■ **Document excerpt**:
----------
Sunday, July 15, 2012

TSX Elliott Wave Count

If you're ever lost and on a deserted road without a cell phone, grab paper and pen and begin an Elliott Wave count. Within seconds, a stranger will appear to correct your wave count. Ask this guy for a ride.

The problem has always been where to begin the wave count.

Students of Elliott Wave will easily recognize the three advances (impulse waves) that are interrupted by two corrections (waves) to be a perfect five-wave Elliott bull market. The completed bull is then followed by a three wave A-B-C bear phase.. Keep in mind cycle analysts have observed that, for the most part, bull markets tend to persist for about 36 to 42 months and will contain three separate and distinct advances or “up legs” which ties into the three impulse Elliott Wave theory.

Our chart spanning about 200 weeks of the S&P/TSX composite index appears to display a complete Elliott Wave bull and bear phase if we begin the wave count from the lows of March 2009. The first advance or wave (1) ran from the March 2009 low to the peak of mid-June. The first short corrective wave bottomed at (2) in July 2009. The second advance or wave (3) ran from the mid July 2009 low (2) to the April 2010 peak at (3). The second corrective wave (4) was longer the corrective wave (2) and bottomed in July 2010. The final advance or wave (5) ran from the July 2010 low at (4) to the final peak in April 2011 at (5).

The bear phase is usually an A-B-C correction with time duration shorter than the bull phase. The first, or A, down wave is a corrective wave that “comes out of nowhere” and is initially thought to be a buying opportunity. In the example of the TSX composite, the A down wave began from a price peak in early March 2011 and ended in early October 2011 for a loss of about 3,400 points or a 50% retracement of the 2009 – 2011 bull phase.

The subsequent rebound wave B ran from the lows of October 2011 and peaked in March 2012 retracing about 50 per cent of the losses sustained in wave A. During the recovery wave B, many investors are still bullish because they still regard the A down wave low to be a buying opportunity.

The final C down wave can take many forms. It can be a sudden and sharp decline accompanied by fear, confusion and panic, which is typical of a C wave bottom or it could be shallow and not violate the lows of the A wave. In any event investor temperament will change from bullish to bearish and may cause investors to stampede out of risky assets such as cyclical stocks and into safe assets such as utilities and telecoms. If this is a C wave bottom, then we start into a new Elliott 1-2-3-4-5 wave advance that should run through 2013.
----------
■ **Given entries**:
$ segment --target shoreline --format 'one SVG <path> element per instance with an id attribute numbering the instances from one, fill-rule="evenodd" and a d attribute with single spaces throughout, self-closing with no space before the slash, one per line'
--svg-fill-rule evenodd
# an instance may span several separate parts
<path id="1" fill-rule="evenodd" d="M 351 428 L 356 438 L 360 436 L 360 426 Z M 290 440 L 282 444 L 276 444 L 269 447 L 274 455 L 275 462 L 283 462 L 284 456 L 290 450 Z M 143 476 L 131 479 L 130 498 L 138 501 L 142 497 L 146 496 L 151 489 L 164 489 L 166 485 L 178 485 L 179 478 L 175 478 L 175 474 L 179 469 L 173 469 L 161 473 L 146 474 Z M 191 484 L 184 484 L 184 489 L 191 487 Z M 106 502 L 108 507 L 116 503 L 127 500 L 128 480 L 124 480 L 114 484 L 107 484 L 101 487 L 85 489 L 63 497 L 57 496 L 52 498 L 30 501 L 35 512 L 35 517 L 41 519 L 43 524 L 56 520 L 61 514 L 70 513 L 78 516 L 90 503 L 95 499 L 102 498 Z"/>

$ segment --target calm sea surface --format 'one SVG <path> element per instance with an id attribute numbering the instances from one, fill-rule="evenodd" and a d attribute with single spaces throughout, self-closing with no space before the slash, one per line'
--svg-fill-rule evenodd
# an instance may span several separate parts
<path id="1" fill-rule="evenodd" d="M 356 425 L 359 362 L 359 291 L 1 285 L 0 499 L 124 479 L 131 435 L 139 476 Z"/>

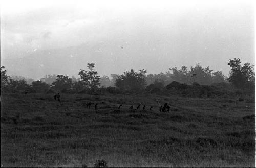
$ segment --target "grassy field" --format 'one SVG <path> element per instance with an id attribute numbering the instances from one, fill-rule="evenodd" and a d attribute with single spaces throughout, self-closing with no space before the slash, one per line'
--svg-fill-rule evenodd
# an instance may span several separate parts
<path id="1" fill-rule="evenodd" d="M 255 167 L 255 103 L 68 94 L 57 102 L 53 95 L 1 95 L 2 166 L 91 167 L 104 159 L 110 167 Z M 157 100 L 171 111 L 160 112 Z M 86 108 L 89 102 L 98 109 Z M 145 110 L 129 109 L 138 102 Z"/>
----------
■ **To do**:
1. Answer these questions from the TSX Elliott Wave post:
(a) According to cycle analysts, how long do bull markets tend to persist?
(b) In which month and year did the first short corrective wave (2) bottom?
(c) About how many points did the TSX composite lose in the A down wave?
2. Recast the paragraph of the TSX Elliott Wave post that begins "The final C down wave can take many forms" as a short bulleted list, keeping its main facts.
3. Return everything in the TSX Elliott Wave post from "Sunday, July 15, 2012" down to "the wave count.", copied without any changes.

■ **Task results**:
1.
(a) About 36 to 42 months.
(b) July 2009.
(c) About 3,400 points.

2.
- The C down wave can take many forms.
- It may be a sudden, sharp decline with fear, confusion and panic, which is typical of a C wave bottom.
- It may instead be shallow and stay above the lows of the A wave.
- In either case, investor temperament shifts from bullish to bearish.
- Investors may then rush out of risky assets such as cyclical stocks and into safe assets such as utilities and telecoms.
- If this is a C wave bottom, a new Elliott 1-2-3-4-5 wave advance begins and should run through 2013.

3.
Sunday, July 15, 2012

TSX Elliott Wave Count

If you're ever lost and on a deserted road without a cell phone, grab paper and pen and begin an Elliott Wave count. Within seconds, a stranger will appear to correct your wave count. Ask this guy for a ride.

The problem has always been where to begin the wave count.